▸ **AVAILABLE DATA**:
>>>

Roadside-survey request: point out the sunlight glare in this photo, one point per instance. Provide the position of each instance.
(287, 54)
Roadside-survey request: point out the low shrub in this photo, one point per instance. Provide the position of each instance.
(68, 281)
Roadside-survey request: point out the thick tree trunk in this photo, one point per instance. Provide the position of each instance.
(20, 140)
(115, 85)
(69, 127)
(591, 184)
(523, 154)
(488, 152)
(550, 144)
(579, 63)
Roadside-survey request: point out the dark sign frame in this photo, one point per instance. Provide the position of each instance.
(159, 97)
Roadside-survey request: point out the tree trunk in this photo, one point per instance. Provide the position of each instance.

<<<

▸ **PROBLEM DESCRIPTION**:
Could you retype each record exactly as it appears?

▸ **RESPONSE AREA**:
Roadside-survey request: point out the sunlight glare in this photo, one point per instance. Provide the position of each instance.
(287, 54)
Roadside-survey request: point out the low shrub in this photo, one point per instance. Provide the position of each instance.
(68, 281)
Roadside-survey request: point out the thick tree trunk in this photo, one point per instance. Provide the position of each instance.
(20, 140)
(115, 85)
(69, 127)
(591, 184)
(523, 154)
(488, 152)
(550, 144)
(579, 63)
Roadside-survey request: point out the dark sign frame in this photo, one point per instance. Provide the position of each instance.
(159, 97)
Roadside-survey request: point out the tree trunk in this photo, one point per instance. Provide the position of each instance.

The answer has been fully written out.